Dataset entries:
# # #
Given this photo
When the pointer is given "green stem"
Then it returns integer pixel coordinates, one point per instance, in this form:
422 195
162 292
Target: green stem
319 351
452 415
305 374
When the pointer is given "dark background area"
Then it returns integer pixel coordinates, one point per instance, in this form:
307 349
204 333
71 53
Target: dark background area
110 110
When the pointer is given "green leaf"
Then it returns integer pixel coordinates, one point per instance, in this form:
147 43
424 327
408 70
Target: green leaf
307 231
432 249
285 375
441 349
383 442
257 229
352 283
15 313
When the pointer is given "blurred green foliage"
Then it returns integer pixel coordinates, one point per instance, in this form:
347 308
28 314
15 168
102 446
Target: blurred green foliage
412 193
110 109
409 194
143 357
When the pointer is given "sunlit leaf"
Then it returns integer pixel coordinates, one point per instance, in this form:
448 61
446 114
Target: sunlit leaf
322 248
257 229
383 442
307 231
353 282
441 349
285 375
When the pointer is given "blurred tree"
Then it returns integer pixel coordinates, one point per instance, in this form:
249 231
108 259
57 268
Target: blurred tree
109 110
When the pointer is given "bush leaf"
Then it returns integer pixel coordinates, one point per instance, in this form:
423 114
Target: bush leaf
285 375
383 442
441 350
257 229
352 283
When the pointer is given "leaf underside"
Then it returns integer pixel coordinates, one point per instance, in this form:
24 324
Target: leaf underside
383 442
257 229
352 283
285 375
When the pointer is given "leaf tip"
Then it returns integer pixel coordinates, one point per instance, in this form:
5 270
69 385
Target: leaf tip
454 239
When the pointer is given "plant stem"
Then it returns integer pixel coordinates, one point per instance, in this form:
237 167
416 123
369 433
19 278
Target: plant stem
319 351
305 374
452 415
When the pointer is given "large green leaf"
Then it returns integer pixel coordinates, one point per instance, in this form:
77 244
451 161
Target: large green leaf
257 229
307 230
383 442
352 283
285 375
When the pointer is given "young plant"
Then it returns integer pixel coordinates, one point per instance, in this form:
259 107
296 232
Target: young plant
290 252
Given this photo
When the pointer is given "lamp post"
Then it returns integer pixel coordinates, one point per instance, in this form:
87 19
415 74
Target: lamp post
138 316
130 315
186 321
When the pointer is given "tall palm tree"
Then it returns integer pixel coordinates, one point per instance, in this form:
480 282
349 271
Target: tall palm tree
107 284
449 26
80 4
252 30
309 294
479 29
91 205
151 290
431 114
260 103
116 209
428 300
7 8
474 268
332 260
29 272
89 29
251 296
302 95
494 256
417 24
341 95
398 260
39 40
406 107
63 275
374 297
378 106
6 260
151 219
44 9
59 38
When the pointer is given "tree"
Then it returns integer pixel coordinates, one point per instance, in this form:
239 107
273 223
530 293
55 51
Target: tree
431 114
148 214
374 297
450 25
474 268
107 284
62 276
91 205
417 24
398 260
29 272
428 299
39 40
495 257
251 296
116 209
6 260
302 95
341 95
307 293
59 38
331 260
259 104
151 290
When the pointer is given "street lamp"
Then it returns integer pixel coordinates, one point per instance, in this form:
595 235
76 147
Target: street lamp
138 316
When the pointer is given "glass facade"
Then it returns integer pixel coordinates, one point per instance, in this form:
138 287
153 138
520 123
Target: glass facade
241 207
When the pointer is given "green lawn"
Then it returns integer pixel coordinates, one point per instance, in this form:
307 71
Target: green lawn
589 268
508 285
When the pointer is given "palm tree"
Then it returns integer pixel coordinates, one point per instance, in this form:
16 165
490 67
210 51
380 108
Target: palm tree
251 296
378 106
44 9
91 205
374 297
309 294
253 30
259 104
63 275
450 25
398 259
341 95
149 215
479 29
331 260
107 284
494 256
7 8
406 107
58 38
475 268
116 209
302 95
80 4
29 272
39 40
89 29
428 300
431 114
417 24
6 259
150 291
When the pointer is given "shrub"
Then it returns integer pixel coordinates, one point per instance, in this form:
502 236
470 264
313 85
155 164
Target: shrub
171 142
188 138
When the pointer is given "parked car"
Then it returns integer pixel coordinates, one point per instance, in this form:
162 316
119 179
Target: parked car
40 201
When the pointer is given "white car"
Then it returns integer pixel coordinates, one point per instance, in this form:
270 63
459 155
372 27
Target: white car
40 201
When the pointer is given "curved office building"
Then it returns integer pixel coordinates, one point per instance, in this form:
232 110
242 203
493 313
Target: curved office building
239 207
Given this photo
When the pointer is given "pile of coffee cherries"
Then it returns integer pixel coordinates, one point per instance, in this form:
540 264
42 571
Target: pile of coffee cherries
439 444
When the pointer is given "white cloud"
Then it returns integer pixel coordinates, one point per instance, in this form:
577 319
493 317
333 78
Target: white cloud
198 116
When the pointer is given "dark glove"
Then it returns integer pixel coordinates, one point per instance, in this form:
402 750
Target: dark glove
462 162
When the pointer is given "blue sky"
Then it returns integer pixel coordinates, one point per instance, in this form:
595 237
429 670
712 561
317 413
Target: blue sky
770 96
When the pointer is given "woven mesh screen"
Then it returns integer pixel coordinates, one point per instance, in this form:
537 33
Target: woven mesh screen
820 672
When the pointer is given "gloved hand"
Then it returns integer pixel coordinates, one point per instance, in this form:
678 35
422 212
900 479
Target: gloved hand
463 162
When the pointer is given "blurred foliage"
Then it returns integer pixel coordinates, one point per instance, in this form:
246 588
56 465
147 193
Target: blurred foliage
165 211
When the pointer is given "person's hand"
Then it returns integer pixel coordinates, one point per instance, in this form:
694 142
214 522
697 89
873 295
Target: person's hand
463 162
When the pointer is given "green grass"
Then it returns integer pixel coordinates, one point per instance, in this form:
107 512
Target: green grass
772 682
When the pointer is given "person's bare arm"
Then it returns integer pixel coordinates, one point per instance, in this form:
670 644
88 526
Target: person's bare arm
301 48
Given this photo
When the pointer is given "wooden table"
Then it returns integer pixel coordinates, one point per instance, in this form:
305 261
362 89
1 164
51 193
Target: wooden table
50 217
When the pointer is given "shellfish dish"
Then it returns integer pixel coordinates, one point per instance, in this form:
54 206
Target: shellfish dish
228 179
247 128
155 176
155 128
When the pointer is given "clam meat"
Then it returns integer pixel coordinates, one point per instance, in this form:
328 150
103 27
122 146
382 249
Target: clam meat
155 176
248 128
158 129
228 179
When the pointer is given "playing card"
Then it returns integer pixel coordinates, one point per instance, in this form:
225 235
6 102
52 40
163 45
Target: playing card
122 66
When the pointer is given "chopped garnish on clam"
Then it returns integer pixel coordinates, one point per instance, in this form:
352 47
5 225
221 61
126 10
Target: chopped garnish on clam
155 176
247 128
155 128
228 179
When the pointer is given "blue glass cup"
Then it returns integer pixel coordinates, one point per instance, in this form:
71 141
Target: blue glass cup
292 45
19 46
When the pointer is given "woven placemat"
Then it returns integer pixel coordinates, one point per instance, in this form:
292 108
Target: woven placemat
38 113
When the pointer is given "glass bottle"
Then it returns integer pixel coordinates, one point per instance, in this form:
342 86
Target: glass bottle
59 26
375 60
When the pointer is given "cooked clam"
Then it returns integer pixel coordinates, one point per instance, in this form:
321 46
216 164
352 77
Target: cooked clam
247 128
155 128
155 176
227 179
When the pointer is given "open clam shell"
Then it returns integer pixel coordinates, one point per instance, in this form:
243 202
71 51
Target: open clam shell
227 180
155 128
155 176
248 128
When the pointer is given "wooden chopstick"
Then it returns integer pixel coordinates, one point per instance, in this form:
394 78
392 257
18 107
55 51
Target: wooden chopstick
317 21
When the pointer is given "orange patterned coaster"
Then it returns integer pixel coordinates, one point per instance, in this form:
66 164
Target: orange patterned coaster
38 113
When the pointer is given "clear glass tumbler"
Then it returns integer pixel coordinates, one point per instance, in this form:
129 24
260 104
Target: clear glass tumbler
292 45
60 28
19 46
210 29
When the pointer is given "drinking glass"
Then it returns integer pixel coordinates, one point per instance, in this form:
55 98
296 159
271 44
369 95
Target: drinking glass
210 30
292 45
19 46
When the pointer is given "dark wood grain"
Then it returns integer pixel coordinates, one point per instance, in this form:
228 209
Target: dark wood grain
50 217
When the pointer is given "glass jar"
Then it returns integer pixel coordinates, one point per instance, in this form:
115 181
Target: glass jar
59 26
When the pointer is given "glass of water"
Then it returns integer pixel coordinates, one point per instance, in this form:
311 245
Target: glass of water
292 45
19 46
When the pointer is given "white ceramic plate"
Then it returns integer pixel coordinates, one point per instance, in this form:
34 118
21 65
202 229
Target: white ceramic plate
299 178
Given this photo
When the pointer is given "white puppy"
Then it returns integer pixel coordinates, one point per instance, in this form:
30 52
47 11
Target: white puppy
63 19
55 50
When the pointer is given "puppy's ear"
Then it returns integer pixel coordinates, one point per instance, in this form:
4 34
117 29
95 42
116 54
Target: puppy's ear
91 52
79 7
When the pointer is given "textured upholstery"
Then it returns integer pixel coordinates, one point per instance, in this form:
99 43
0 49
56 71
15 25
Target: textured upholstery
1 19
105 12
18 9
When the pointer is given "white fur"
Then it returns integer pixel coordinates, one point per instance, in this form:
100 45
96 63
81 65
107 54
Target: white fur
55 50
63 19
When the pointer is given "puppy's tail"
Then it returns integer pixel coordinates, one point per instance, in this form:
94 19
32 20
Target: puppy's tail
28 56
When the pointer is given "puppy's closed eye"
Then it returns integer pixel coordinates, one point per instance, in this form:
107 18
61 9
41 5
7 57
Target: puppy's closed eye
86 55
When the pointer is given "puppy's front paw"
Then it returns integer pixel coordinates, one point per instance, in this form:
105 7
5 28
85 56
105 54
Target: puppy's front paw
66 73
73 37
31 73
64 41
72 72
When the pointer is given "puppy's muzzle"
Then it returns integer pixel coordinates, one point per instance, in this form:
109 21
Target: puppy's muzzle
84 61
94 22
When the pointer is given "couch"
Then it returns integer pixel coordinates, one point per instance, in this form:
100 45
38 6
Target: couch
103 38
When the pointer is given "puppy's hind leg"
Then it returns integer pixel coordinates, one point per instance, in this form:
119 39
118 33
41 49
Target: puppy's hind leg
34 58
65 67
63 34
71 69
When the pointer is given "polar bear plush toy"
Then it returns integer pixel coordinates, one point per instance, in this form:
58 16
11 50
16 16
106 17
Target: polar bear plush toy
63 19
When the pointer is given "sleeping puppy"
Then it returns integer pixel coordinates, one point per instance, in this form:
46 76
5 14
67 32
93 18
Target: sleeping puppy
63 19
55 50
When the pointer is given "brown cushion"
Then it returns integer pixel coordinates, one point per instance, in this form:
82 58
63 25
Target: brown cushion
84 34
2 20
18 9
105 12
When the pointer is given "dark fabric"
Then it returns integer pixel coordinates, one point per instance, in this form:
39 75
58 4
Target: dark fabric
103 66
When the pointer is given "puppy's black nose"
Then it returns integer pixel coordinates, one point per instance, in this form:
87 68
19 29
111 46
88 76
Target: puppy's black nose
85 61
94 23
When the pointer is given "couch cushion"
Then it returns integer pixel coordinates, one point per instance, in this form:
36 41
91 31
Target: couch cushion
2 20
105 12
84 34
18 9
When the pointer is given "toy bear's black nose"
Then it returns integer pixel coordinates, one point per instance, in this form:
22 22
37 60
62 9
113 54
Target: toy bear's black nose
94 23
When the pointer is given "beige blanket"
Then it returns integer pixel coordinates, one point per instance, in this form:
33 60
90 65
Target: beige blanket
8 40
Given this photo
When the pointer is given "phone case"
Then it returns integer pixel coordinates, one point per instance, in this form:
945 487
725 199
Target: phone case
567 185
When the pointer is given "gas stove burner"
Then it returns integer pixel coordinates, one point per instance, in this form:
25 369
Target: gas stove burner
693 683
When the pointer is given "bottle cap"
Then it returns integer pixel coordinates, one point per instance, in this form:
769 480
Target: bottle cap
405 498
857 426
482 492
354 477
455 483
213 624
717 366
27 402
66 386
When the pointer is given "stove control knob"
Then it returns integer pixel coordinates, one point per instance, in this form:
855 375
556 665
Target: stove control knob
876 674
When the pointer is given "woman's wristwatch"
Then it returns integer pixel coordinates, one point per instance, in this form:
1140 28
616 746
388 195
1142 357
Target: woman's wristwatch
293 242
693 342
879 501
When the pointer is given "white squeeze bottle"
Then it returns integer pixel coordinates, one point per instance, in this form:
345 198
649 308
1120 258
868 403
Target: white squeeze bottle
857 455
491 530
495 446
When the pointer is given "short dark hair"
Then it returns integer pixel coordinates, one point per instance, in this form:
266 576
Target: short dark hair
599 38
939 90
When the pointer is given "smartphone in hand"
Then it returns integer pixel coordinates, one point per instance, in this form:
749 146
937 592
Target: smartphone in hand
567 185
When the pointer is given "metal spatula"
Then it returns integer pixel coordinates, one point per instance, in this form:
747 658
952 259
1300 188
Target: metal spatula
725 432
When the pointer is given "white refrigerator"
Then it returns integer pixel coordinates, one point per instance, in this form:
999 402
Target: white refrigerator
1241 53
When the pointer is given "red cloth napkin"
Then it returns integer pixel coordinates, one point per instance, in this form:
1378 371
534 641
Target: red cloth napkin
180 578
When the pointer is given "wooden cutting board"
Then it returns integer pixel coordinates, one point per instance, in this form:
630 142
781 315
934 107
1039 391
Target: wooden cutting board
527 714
# # #
> [EXERCISE DETAILS]
With the line containing "Target: bottle cap" as the first and the last line above as the final one, copy those lines exactly and no others.

> [RESULT BELOW]
Target: bottle cap
405 498
857 426
482 492
354 477
455 483
213 624
717 366
27 402
66 386
When the pointer is given "stove control knob"
Then it returns integer pixel coordinates, one point per instance, in this form:
855 375
556 665
Target: stove control knob
876 674
When the pointer is given "woman's wristwatch"
Then it returns integer pixel coordinates, one point per instance, in this form:
1140 28
616 746
388 195
1142 357
Target: woman's wristwatch
293 242
693 342
879 501
When the pointer is given "white squeeze bottle"
Then it returns integer pixel coordinates, one point per instance, in this form:
345 198
649 308
1120 258
868 403
Target: white squeeze bottle
857 455
491 530
495 446
When the pointer is given "short dark hair"
Then it returns integer pixel coordinates, one point per instance, in this form:
266 576
Target: short dark hair
599 38
939 90
When the pointer is given "smartphone in hand"
Then it returns integer pixel coordinates, one point per instance, in this form:
749 146
937 592
Target: smartphone in hand
567 185
When the pointer is given "metal spatula"
Then it returns integer pixel coordinates, one point per instance, in this form:
747 658
952 259
1300 188
Target: metal spatula
725 432
When the pointer is given "white refrigerator"
Then it returns integer pixel coordinates, one point per instance, in this form:
999 402
Target: white refrigerator
1241 53
When the pointer is given "red cloth napkin"
Then it returns integer pixel coordinates, one point per instance, in this form:
1378 371
534 641
Target: red cloth napkin
180 578
When the pointer is given "wooden cutting board"
Then it returns integer pixel coordinates, one point per instance, in this form:
630 142
781 315
934 107
1039 391
Target: wooden cutting board
527 714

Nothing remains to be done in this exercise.